Beginning at the line that holds "Indicate the breaded", restate each line exactly through the final line of the records. Include both of those lines.

*** Material provided Section Begins ***

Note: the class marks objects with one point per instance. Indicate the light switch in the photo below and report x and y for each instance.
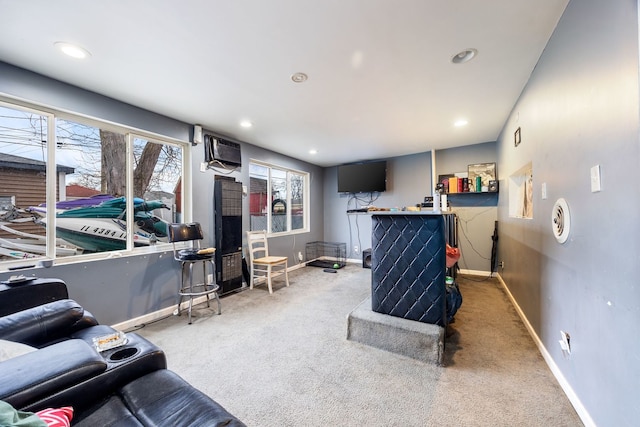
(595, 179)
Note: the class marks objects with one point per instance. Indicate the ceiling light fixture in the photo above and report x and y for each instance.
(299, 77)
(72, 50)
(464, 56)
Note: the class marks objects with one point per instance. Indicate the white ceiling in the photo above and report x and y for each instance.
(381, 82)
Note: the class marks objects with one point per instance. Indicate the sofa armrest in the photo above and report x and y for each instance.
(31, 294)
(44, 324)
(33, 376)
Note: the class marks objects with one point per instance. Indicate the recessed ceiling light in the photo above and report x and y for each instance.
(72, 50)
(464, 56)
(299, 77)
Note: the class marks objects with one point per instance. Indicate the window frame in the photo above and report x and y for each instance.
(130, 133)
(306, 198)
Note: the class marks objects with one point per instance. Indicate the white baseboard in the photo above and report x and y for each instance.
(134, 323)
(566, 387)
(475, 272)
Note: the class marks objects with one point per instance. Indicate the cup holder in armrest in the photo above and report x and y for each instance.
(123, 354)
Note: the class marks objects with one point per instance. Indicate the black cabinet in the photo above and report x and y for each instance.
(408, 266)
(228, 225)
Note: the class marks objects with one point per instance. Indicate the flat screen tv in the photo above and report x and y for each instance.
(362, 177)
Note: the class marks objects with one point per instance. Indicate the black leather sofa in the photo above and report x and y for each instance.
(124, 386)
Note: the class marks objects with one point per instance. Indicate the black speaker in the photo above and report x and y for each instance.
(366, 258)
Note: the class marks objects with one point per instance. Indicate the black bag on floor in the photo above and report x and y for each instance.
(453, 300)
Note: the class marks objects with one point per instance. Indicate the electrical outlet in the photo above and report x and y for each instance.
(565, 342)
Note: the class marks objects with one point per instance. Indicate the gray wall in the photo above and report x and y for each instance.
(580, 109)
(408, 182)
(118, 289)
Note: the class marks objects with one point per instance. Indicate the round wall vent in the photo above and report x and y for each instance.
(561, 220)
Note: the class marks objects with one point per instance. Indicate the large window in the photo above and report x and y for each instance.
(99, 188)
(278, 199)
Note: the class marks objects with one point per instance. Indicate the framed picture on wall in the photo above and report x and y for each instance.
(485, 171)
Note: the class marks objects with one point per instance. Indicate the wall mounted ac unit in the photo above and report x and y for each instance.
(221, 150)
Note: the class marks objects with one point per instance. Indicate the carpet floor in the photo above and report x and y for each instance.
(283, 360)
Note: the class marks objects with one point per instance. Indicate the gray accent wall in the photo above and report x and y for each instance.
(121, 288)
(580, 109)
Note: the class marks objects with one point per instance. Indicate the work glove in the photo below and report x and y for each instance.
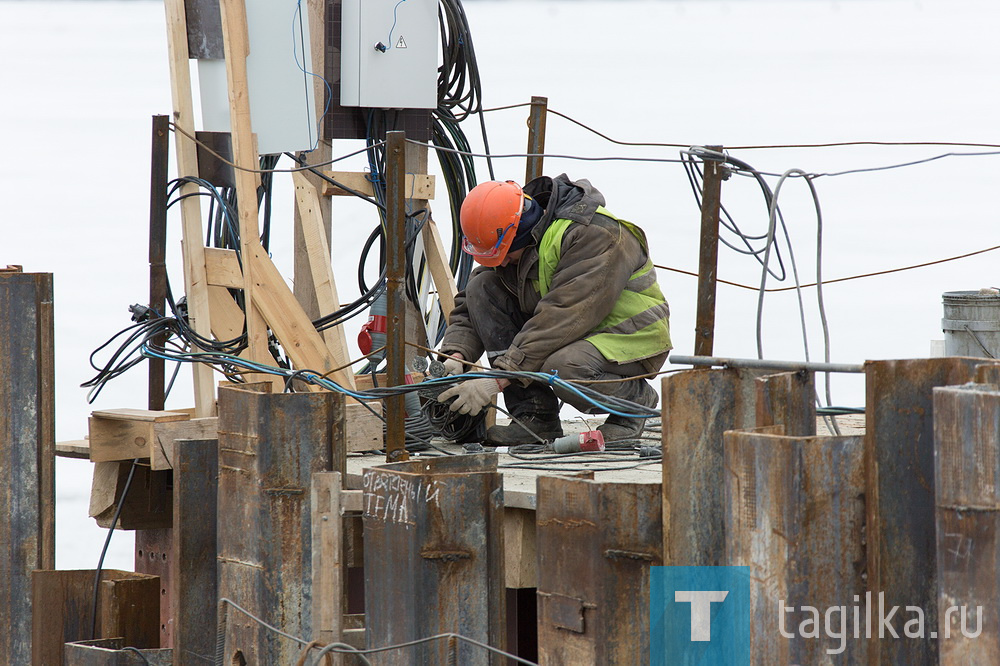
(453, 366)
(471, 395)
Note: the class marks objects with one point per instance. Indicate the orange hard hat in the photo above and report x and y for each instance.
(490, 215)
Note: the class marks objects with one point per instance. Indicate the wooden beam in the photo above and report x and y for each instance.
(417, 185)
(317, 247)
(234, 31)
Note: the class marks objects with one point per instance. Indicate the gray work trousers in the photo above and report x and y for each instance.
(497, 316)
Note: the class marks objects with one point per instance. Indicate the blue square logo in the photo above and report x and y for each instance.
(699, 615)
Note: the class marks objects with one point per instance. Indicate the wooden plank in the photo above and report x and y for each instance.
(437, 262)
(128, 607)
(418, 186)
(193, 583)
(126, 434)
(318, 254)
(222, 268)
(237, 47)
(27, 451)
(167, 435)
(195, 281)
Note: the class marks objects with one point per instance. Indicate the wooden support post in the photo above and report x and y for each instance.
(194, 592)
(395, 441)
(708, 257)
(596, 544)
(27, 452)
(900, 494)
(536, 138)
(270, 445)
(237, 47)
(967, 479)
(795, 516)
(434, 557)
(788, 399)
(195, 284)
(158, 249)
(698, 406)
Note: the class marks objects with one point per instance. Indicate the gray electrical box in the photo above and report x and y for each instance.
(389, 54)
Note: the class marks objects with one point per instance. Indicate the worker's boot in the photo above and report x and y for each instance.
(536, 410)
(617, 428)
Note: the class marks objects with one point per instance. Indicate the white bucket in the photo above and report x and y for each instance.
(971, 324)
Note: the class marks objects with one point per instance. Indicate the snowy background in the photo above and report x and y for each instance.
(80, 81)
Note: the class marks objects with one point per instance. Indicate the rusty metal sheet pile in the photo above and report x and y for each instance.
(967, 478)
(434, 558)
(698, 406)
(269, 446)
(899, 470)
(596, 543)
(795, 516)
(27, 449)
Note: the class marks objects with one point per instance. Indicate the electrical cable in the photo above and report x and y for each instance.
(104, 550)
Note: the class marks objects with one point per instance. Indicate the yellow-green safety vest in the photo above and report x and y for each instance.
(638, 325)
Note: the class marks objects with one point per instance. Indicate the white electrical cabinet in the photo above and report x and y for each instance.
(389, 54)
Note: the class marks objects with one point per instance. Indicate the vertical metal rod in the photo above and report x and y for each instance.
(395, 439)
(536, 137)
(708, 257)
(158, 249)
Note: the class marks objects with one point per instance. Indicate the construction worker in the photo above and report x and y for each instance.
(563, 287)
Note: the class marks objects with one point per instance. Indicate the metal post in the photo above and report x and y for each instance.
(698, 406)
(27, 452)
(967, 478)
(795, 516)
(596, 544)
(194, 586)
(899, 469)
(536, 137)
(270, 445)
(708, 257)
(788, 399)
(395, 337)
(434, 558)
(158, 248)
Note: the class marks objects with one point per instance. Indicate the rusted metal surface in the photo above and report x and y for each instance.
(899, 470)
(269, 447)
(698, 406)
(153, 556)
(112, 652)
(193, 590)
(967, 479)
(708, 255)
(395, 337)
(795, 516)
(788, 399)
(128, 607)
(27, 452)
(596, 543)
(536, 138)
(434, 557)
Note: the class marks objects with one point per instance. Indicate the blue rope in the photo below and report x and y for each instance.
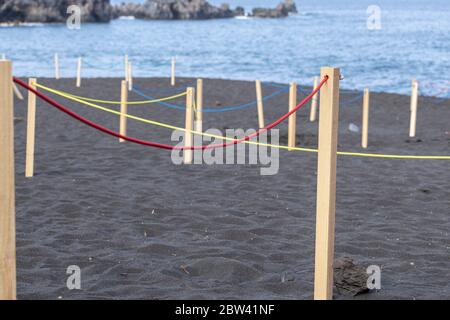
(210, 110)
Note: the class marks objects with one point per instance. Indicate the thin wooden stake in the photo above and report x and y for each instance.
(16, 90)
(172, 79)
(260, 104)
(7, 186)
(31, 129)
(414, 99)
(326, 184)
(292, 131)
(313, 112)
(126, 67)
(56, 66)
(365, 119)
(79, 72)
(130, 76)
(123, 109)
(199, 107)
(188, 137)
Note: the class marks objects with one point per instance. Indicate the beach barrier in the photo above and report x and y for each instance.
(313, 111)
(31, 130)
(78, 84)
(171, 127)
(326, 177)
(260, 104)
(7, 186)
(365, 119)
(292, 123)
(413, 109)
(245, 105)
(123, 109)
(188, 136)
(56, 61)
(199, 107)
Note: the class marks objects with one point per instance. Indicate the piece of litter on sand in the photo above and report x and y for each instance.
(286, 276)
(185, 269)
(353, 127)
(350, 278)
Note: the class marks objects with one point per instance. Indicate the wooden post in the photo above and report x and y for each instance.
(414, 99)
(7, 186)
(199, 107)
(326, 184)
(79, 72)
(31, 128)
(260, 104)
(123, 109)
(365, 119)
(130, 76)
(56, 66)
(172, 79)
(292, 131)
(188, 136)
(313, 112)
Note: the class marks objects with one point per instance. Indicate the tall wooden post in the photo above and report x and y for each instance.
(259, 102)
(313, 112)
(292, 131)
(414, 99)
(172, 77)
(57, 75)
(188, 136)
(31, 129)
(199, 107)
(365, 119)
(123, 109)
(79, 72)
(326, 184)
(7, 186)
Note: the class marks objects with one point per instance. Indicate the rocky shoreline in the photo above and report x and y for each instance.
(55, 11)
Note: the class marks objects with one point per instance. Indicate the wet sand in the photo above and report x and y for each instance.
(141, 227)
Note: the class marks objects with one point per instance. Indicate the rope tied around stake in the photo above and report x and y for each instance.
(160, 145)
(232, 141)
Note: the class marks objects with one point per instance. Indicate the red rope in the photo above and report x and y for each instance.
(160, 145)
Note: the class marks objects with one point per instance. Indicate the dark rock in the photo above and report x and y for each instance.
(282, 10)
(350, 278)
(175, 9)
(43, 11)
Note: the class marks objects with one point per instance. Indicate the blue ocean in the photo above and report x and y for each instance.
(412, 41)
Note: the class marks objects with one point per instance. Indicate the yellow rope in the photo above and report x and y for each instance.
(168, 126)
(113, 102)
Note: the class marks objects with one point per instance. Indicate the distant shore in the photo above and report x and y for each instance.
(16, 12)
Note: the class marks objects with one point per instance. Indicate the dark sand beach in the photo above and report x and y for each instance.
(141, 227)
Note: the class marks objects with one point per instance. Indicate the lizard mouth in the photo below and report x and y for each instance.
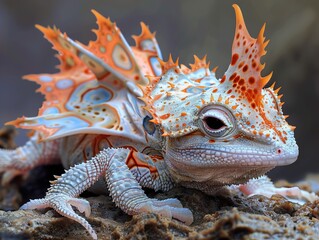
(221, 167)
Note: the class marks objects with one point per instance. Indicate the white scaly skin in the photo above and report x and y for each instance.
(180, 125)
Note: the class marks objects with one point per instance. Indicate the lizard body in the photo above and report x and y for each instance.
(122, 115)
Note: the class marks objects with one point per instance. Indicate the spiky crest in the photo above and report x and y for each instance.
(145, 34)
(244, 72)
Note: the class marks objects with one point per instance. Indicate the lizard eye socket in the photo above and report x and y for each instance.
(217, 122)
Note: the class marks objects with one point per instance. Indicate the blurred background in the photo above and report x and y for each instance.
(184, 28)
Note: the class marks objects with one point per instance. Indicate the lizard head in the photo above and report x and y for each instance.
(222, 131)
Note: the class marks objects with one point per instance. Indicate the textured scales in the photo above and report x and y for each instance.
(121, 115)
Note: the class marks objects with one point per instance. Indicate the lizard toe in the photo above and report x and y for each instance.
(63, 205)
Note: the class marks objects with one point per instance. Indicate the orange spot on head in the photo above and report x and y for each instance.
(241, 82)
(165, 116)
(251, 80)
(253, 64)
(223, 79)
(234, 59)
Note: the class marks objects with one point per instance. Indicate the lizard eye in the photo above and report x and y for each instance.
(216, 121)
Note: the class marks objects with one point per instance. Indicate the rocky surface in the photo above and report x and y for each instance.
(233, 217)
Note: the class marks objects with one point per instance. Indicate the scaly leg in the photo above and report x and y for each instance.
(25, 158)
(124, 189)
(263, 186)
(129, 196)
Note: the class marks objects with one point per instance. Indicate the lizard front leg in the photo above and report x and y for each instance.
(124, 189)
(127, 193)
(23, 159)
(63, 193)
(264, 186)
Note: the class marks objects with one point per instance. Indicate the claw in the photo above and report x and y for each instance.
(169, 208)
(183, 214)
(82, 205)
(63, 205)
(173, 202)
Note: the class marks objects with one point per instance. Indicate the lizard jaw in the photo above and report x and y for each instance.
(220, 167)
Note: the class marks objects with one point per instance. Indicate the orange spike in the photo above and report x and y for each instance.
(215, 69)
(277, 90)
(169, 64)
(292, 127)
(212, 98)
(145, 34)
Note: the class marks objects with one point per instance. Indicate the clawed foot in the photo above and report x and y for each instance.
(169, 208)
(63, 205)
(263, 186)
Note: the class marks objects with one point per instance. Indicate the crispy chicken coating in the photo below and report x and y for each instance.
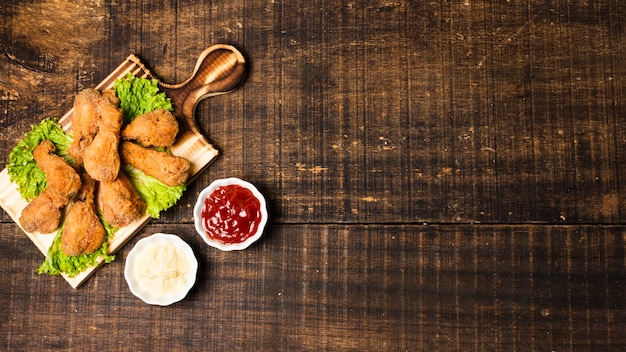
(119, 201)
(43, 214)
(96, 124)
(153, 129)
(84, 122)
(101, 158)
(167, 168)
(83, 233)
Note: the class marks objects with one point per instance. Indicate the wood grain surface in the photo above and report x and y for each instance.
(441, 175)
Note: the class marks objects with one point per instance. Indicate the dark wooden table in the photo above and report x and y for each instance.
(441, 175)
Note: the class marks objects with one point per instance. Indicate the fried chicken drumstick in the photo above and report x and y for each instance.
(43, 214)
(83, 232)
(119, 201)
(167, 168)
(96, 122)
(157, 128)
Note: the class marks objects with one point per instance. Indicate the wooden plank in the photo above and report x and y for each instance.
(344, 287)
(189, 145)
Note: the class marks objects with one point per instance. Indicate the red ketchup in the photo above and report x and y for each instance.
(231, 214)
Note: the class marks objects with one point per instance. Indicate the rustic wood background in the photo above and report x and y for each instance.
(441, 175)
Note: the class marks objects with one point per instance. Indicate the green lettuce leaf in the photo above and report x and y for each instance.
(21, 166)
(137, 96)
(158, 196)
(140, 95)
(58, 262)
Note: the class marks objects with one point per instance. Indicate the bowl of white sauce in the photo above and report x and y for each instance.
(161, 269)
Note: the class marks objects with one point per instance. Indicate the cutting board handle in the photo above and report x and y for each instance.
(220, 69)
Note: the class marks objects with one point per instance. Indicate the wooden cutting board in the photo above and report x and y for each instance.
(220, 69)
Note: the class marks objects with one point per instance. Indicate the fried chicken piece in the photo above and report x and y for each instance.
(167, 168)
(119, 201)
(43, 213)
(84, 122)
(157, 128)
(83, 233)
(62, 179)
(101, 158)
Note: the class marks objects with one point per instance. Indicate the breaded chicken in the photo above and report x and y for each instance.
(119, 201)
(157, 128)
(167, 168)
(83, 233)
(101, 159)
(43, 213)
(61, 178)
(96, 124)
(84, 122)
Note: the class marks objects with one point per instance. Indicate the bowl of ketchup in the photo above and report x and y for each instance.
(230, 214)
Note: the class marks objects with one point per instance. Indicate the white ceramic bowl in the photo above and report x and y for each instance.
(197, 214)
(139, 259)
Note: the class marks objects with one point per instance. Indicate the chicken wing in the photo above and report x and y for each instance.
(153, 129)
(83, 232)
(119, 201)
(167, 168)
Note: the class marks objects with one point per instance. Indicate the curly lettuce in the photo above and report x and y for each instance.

*** Material provided Section Ends ***

▶ _Written reply_
Note: the class marks objects with one point per instance. Indicate the breaded chicken in the photo above and report x and y for each instance.
(119, 201)
(157, 128)
(167, 168)
(83, 233)
(101, 159)
(43, 213)
(61, 178)
(96, 124)
(84, 122)
Note: the class marks objects with one point per instance. Indicate the bowl of ketchup in the photo above and report x and y for each instance.
(230, 214)
Note: the class marks objects with one point per instance. Indicate the white ceramic bowl in the photo above and report x and y for each instance.
(197, 214)
(139, 259)
Note: the class marks objects with one point per instance. Indicate the chicken wing in the photo above and report x and y for each instance.
(153, 129)
(83, 232)
(119, 201)
(167, 168)
Note: the class marks objects with one point per instance. Indicate the curly lettuce in the photo above and report x and y for each instance.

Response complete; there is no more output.